◆ **Required action A**:
In the text on Cold War fallout shelter food, in what year did the Federal Civil Defense Administration introduce the "Grandma's Pantry" initiative?
◆ **Required action B**:
Summarize the text on Cold War fallout shelter food in two sentences.
◆ **Required action C**:
From the text on Cold War fallout shelter food, transcribe the stretch from "It’s natural to" through "build private shelters.".

### Supplied text

Cold War Nuclear Fallout Shelters’ Food For Survival Will Blow Your Mind
With the current COVID19 pandemic we face today, we know what it’s like to stock up in case of a complete lockdown. Although we’re fighting an invisible enemy, we should be thankful that bombs and nuclear attacks aren’t in the picture. Can you even begin to imagine what life was like for people who were in the middle of the Cold War in the 1950s? With tensions from the war escalating rapidly, children in schools were taught how to duck and cover in case of an atomic strike. To protect themselves and their families, people built fallout shelters in the basements and backyards. Community shelters were being constructed under municipal buildings to shelter those who didn’t have basements or backyards, or those who couldn’t afford to build one for themselves.
It’s natural to think then that in order to survive a catastrophic nuclear attack in underground shelters, people had to stock up on food supplies to avoid starving. It was in 1955, during the Dwight D. Eisenhower administration that the Federal Civil Defense Administration (FCDA) introduced an initiative called “Grandma’s Pantry”. Every family was advised to store a week’s supply of food and water, in case of a nuclear emergency. Approximately 1,000 Grandma’s Pantry exhibits were installed in stores by the government to encourage people to stock up on Hawaiian Punch, Campbell’s soup, Tang, Kellogg’s cornflakes, and candy bars. Fast-forward to mid-1961, during the Berlin crisis, President John F. Kennedy allotted over $200 million to construct public fallout shelters and even encouraged families to build private shelters.
By that time, the U.S. Department of Agriculture had already developed an ideal “Doomsday food” which was nutritious and easy to prepare with long shelf life. Meet the bulgur wheat biscuit which was termed as the “All-Purpose Survival Cracker.” According to the then U.S. deputy assistant secretary of defense for civil defense, Paul Visher, bulgur biscuit’s shelf life was determined to be the longest as they were edible 3,000 years after being exhumed from an Egyptian pyramid. Bulgur soon became a staple ingredient in many kinds of cereal and biscuits and by the end of 1964, the nation’s biggest cereal and biscuit companies had manufactured over 20 billion survival crackers to prepare for the Cold War.
General Mills also introduced a granulated synthetic protein, that was packed in large white cans, and termed it as “Multi-Purpose Food.” While the government had introduced foods they considered ideal for fallout shelters, common people stocked up on canned vegetables, beans, preserved meats, canned fish, soup packets, peanut butter, cereals, canned juices, drink mixes, crackers and cookies. Apart from stocking up on conventional food items, author Barbara Curtis’s mom also managed to bake and store massive amounts of oatmeal, walnut and chocolate chip cookies to survive the impending catastrophe. Although the fears of the nuclear attack had reduced by the 1970s’, in 2006 workers who were conducting a routine inspection of the Brooklyn Bridge came across a stockpile of supplies from the Cold War.
Apart from medical supplies and water drums, workers stumbled upon 140 boxes containing over 350,000 survival crackers. Remember the bulgur crackers we were talking about earlier? Yeah, those. The then city’s transportation commissioner, Iris Weinshall, stated that the crackers tasted like cardboard with a nasty aftertaste that lingered in the mouth for hours!

######
### Information provided

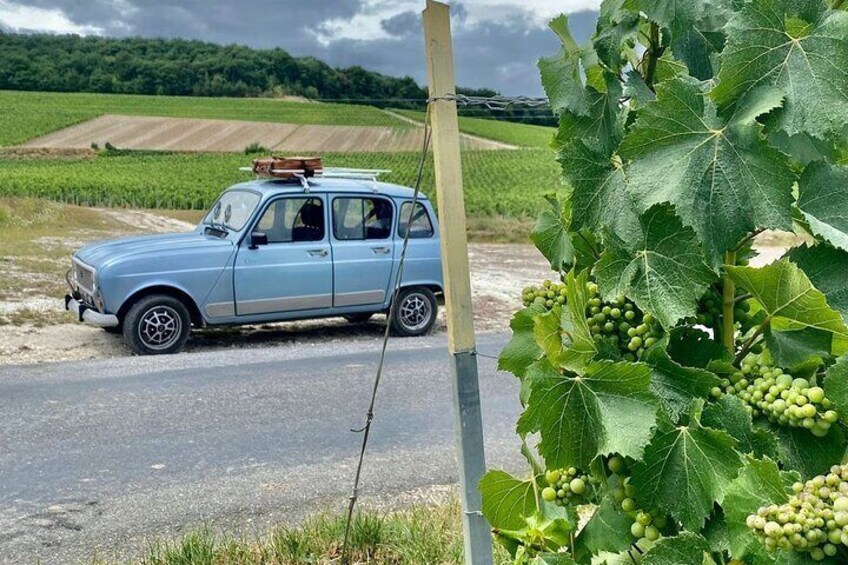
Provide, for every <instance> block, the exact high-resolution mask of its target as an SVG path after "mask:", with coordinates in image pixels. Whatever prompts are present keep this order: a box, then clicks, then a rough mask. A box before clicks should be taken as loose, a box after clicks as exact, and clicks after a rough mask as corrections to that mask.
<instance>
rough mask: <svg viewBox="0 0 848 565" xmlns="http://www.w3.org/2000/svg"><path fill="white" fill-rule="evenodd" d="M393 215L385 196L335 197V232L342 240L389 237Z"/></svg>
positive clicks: (333, 224) (391, 232)
mask: <svg viewBox="0 0 848 565" xmlns="http://www.w3.org/2000/svg"><path fill="white" fill-rule="evenodd" d="M393 215H394V214H393V211H392V204H391V203H390V202H389V201H388V200H386V199H384V198H335V199H334V200H333V234H334V235H335V236H336V239H338V240H340V241H351V240H366V239H388V238H389V237H391V235H392V217H393Z"/></svg>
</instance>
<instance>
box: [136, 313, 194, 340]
mask: <svg viewBox="0 0 848 565" xmlns="http://www.w3.org/2000/svg"><path fill="white" fill-rule="evenodd" d="M182 330H183V320H182V318H180V315H179V314H177V311H176V310H174V309H173V308H171V307H170V306H155V307H153V308H151V309H150V310H148V311H147V312H145V313H144V316H142V317H141V322H140V323H139V324H138V337H139V339H141V342H142V343H144V345H145V346H147V347H149V348H150V349H152V350H154V351H161V350H163V349H168V348H169V347H171V346H172V345H174V344H175V343H176V342H177V341H178V340H179V339H180V335H181V334H182Z"/></svg>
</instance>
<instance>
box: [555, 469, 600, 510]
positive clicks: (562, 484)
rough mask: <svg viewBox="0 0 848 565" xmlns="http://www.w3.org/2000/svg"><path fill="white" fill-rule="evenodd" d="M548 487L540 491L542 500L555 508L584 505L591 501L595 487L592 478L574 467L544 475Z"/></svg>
mask: <svg viewBox="0 0 848 565" xmlns="http://www.w3.org/2000/svg"><path fill="white" fill-rule="evenodd" d="M545 481H547V483H548V486H546V487H545V488H544V489H542V498H543V499H544V500H545V501H547V502H553V503H554V504H556V505H557V506H566V505H571V506H575V505H579V504H586V503H588V502H590V501H591V499H592V496H593V494H594V492H595V488H596V487H597V480H596V479H595V478H594V477H591V476H589V475H586V474H585V473H582V472H581V471H580V470H579V469H577V468H576V467H568V468H566V469H555V470H553V471H548V472H546V473H545Z"/></svg>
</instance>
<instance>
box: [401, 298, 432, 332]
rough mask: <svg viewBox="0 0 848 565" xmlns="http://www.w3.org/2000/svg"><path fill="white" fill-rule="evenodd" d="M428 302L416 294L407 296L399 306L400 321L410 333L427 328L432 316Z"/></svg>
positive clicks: (425, 298)
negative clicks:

######

◆ **Your response A**:
1955

◆ **Your response B**:
During the Cold War, Americans built fallout shelters, and in 1955 the Federal Civil Defense Administration's "Grandma's Pantry" initiative advised every family to store a week's supply of food and water for a nuclear emergency. The U.S. Department of Agriculture developed a long-lasting bulgur wheat "All-Purpose Survival Cracker," and in 2006 workers inspecting the Brooklyn Bridge found a Cold War stockpile that held over 350,000 of these crackers.

◆ **Your response C**:
It’s natural to think then that in order to survive a catastrophic nuclear attack in underground shelters, people had to stock up on food supplies to avoid starving. It was in 1955, during the Dwight D. Eisenhower administration that the Federal Civil Defense Administration (FCDA) introduced an initiative called “Grandma’s Pantry”. Every family was advised to store a week’s supply of food and water, in case of a nuclear emergency. Approximately 1,000 Grandma’s Pantry exhibits were installed in stores by the government to encourage people to stock up on Hawaiian Punch, Campbell’s soup, Tang, Kellogg’s cornflakes, and candy bars. Fast-forward to mid-1961, during the Berlin crisis, President John F. Kennedy allotted over $200 million to construct public fallout shelters and even encouraged families to build private shelters.